A Play-by-Play Explanation of New Research on the Prevention of Alzheimer's
In my most recent blog, I reviewed the concepts of phase 1, phase 2 and phase 3 research trials and briefly summarized the results from a recent phase three study of a drug called tramiprosate. Today, I'd like to focus on an exciting, new, and potentially important phase 1 study.
As I indicated, phase 1 is the earliest and most basic level of research, designed to evaluate whether the proposed research is do-able. It can also be called a "proof of concept" study. Researchers from the University of Rochester Medical Center, led by Berislav Zlokovic, M.D., Ph.D., have taken a novel approach in trying to diminish the amount of amyloid-beta in the brain. Readers of this blog and readers who monitor research in Alzheimer's disease are aware that amyloid-beta, a protein that is produced in the brain, has a major role in the progression of Alzheimer's disease. Amyloid-beta forms toxic plaques that were described by Alzheimer in his original description of the disease.

» **What you need to do**
[1] Quote the Alzheimer's research post from "As I indicated, phase" to "of the disease.".
[2] Extend the blog post about the phase 1 Alzheimer's prevention study, picking up after its final sentence.

[Stored data entries]
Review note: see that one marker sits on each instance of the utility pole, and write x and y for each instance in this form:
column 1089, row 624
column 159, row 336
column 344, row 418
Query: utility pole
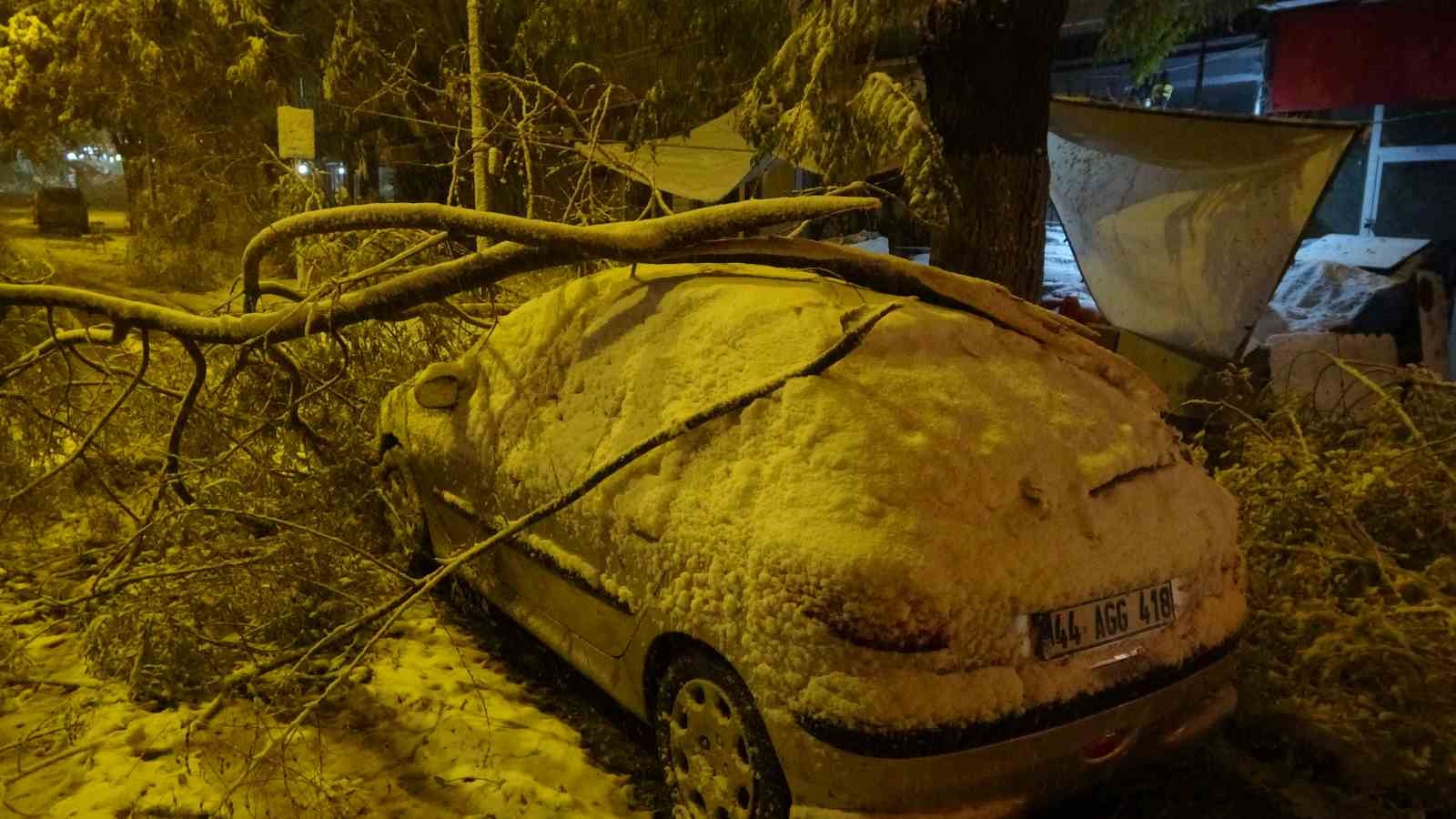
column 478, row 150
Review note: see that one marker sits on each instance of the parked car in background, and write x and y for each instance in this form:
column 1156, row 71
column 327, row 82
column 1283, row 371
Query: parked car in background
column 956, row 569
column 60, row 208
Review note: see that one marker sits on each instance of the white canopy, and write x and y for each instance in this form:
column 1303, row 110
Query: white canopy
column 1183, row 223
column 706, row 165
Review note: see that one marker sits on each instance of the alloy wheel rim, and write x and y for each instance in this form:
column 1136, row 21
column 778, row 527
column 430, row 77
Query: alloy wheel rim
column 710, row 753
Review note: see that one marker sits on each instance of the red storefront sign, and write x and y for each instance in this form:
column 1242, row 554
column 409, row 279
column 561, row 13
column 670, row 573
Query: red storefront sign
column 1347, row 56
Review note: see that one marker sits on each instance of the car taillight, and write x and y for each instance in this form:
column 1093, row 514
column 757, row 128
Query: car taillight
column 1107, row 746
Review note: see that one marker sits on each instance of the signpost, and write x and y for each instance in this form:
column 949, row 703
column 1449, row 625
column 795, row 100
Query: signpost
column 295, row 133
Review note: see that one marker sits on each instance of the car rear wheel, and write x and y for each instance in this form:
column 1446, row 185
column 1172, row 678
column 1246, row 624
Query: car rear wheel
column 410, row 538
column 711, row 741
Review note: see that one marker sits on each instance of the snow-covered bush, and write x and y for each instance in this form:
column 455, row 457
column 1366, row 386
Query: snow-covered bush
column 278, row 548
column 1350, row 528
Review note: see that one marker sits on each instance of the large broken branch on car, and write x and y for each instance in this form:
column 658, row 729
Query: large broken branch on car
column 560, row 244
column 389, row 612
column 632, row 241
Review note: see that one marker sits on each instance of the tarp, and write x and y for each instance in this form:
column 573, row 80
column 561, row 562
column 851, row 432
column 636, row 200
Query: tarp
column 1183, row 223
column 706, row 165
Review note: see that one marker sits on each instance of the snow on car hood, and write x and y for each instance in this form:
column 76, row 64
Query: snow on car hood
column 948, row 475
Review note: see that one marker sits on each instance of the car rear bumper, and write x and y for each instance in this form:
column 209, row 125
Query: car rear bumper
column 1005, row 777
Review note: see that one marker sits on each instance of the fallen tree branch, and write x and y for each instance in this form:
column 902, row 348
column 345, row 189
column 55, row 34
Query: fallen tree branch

» **Results by task**
[1]
As I indicated, phase 1 is the earliest and most basic level of research, designed to evaluate whether the proposed research is do-able. It can also be called a "proof of concept" study. Researchers from the University of Rochester Medical Center, led by Berislav Zlokovic, M.D., Ph.D., have taken a novel approach in trying to diminish the amount of amyloid-beta in the brain. Readers of this blog and readers who monitor research in Alzheimer's disease are aware that amyloid-beta, a protein that is produced in the brain, has a major role in the progression of Alzheimer's disease. Amyloid-beta forms toxic plaques that were described by Alzheimer in his original description of the disease.

[2]
Interest in them remains high because of their apparent role in causing some of the impairments in brain function that are present in patients with that disease. In this context, a major thrust of research in evaluating forms of treatment for Alzheimer's disease has been to develop methods by which the amyloid-beta in the brain can be reduced.
Zlokovic and colleagues discovered a protein that is present in the blood (soluble low-density lipoprotein receptor related protein) (LRP) where it binds to and neutralizes large amounts of amyloid-beta. In any mouse model of Alzheimer's disease, where amyloid-beta is part of the problem, these researchers have used a protein similar to LRP to diminish the amyloid-beta. In doing this they showed that the mice treated in this way did not show the progression of the disease as did the mice that were not treated.
Zlokovic and colleagues have found that the amounts of LRP are diminished in Alzheimer's patients and abnormal LRP is more common in Alzheimer's patients than in people without the disease. In response to this finding, they developed a modified LRP, LRP-IV. In the mouse model of Alzheimer's disease, LRP-IV is even more efficient at decreasing the amyloid-beta in the mouse brain than is LRP. Additionally the animals treated with LRP-IV show improved learning and memory compared to animals not treated. Currently this research group is working on the development of a product that can be tested in a phase 1 study for people.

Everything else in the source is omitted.